Aim:
Please quote every line word for word.

Recorded data:
********

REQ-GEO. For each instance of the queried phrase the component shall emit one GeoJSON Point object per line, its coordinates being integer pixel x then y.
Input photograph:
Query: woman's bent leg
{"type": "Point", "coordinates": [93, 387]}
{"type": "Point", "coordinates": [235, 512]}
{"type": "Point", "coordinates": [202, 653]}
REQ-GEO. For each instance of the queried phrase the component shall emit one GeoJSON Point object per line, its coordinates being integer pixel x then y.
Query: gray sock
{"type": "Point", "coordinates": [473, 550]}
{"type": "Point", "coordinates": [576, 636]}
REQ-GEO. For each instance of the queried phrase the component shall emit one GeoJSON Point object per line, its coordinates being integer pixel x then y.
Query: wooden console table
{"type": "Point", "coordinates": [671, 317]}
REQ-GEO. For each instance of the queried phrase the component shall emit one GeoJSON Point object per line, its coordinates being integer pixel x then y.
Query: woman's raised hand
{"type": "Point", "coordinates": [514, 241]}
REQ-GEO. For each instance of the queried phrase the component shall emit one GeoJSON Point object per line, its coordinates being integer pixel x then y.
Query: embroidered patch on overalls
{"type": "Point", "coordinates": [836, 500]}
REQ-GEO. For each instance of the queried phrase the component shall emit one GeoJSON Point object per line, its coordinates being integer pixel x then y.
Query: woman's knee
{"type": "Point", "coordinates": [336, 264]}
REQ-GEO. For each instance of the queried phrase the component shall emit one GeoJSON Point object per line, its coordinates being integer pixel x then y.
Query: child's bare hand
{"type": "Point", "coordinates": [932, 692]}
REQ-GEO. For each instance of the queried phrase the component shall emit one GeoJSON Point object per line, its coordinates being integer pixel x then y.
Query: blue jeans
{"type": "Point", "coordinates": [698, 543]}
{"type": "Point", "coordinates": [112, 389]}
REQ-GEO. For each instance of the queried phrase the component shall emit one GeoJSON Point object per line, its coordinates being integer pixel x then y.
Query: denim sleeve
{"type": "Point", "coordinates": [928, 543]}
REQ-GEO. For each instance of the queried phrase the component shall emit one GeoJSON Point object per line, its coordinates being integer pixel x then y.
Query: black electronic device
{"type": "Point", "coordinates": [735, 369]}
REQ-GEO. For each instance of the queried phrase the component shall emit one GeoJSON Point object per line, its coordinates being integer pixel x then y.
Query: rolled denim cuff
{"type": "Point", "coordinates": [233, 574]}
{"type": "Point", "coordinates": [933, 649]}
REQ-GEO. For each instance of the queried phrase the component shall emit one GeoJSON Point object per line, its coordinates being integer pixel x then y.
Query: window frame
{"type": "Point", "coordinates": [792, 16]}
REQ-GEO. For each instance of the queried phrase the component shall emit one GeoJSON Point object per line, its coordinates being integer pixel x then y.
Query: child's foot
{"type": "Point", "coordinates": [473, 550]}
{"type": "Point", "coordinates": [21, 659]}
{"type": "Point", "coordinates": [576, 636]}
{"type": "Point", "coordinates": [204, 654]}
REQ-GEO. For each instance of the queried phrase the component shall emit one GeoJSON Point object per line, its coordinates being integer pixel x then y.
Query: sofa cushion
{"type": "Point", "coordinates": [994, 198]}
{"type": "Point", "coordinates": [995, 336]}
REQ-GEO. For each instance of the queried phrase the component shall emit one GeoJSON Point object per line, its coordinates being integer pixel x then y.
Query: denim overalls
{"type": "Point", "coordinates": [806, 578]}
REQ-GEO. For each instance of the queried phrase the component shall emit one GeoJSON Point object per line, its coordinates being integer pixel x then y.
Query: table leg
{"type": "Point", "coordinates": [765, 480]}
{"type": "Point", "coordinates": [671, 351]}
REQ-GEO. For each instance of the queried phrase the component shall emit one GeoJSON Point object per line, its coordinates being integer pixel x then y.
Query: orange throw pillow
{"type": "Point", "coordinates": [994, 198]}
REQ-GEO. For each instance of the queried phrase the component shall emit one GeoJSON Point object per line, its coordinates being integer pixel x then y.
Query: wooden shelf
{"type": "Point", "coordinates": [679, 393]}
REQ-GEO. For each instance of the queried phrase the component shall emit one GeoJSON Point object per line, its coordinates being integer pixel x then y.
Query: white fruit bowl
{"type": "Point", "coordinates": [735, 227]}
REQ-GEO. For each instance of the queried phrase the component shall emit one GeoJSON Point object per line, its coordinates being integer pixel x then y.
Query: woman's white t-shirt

********

Task response:
REQ-GEO. For each instance of the queried phrase the component shall emit one GeoJSON Point object per line, its coordinates being integer pixel x then y.
Input photograph:
Query: woman's bent leg
{"type": "Point", "coordinates": [93, 387]}
{"type": "Point", "coordinates": [235, 512]}
{"type": "Point", "coordinates": [202, 653]}
REQ-GEO. For each instance of the queried phrase the component shall emit one GeoJSON Point object per line, its coordinates being integer pixel x then y.
Query: gray sock
{"type": "Point", "coordinates": [473, 550]}
{"type": "Point", "coordinates": [576, 636]}
REQ-GEO. For each instance of the queried phrase the component shall emit one GeoJSON Point object per line, its coordinates being integer pixel x then y.
Query: wooden console table
{"type": "Point", "coordinates": [671, 317]}
REQ-GEO. For each instance of the queried phrase the component shall emit one GeoJSON Point object per line, its coordinates being integer pixel x then y.
Query: woman's raised hand
{"type": "Point", "coordinates": [514, 241]}
REQ-GEO. For each instance of the queried phrase the component shall emit one GeoJSON Point object per line, its coordinates being integer pixel x then y.
Query: embroidered patch on overalls
{"type": "Point", "coordinates": [836, 500]}
REQ-GEO. For each instance of the queried phrase the component shall emit one GeoJSON Point object per line, its coordinates being integer pixel x then y.
Query: woman's knee
{"type": "Point", "coordinates": [336, 264]}
REQ-GEO. For each instance of the queried phrase the component shall emit one GeoJSON Point object per line, its coordinates being integer pixel x then y.
Query: child's bare hand
{"type": "Point", "coordinates": [932, 692]}
REQ-GEO. For each instance of the queried phrase the component shall emit one GeoJSON Point object per line, its coordinates being integer pixel x then y.
Query: blue jeans
{"type": "Point", "coordinates": [698, 543]}
{"type": "Point", "coordinates": [112, 389]}
REQ-GEO. For each instance of the queried phrase the component shall emit one GeoJSON Point object per line, its coordinates being integer pixel x then y.
Query: denim sleeve
{"type": "Point", "coordinates": [928, 543]}
REQ-GEO. For each instance of the queried phrase the component shall emit one GeoJSON Point object per line, its coordinates being integer pixel x then y.
Query: black electronic device
{"type": "Point", "coordinates": [735, 369]}
REQ-GEO. For each instance of the queried phrase the component shall emit one GeoJSON Point object per line, its coordinates being integer pixel x then y.
Query: rolled denim cuff
{"type": "Point", "coordinates": [233, 574]}
{"type": "Point", "coordinates": [933, 649]}
REQ-GEO. For each instance of the queried phrase the component shall emit one GeoJSON Point object per line, its coordinates being integer pixel x then y.
Query: window frame
{"type": "Point", "coordinates": [792, 16]}
REQ-GEO. For each instance of the queried phrase the component shall emit one GeoJSON Point object per line, its coordinates being integer pixel x then y.
Query: child's foot
{"type": "Point", "coordinates": [473, 550]}
{"type": "Point", "coordinates": [21, 659]}
{"type": "Point", "coordinates": [576, 636]}
{"type": "Point", "coordinates": [204, 654]}
REQ-GEO. For each instance of the queried phrase the component shall emit one GeoJSON Point object per line, its coordinates being integer pixel x then y.
Query: sofa cushion
{"type": "Point", "coordinates": [994, 198]}
{"type": "Point", "coordinates": [995, 336]}
REQ-GEO. For each instance of the queried phrase the component shall emit one GeoJSON Point object per line, its coordinates being integer pixel x then y.
Query: denim overalls
{"type": "Point", "coordinates": [806, 578]}
REQ-GEO. For each instance of the queried phrase the component shall emit one GeoJSON Point object per line, its coordinates being integer pixel x then y.
Query: table leg
{"type": "Point", "coordinates": [765, 480]}
{"type": "Point", "coordinates": [671, 351]}
REQ-GEO. For each instance of the queried phrase the component shall emit one GeoJSON Point object per line, its coordinates being integer pixel x then y.
Query: orange throw pillow
{"type": "Point", "coordinates": [994, 198]}
REQ-GEO. For each instance of the queried phrase the component shall emit one GeoJSON Point object per line, its coordinates being integer pixel x then y.
Query: wooden shelf
{"type": "Point", "coordinates": [679, 393]}
REQ-GEO. For each instance of the queried phrase the component shall emit one GeoJSON Point object per line, its coordinates being integer pixel x then y.
Query: white fruit bowl
{"type": "Point", "coordinates": [735, 227]}
REQ-GEO. For each instance of the queried phrase the component shall emit one GeoJSON Point object per line, its coordinates being integer pixel x then y.
Query: woman's white t-shirt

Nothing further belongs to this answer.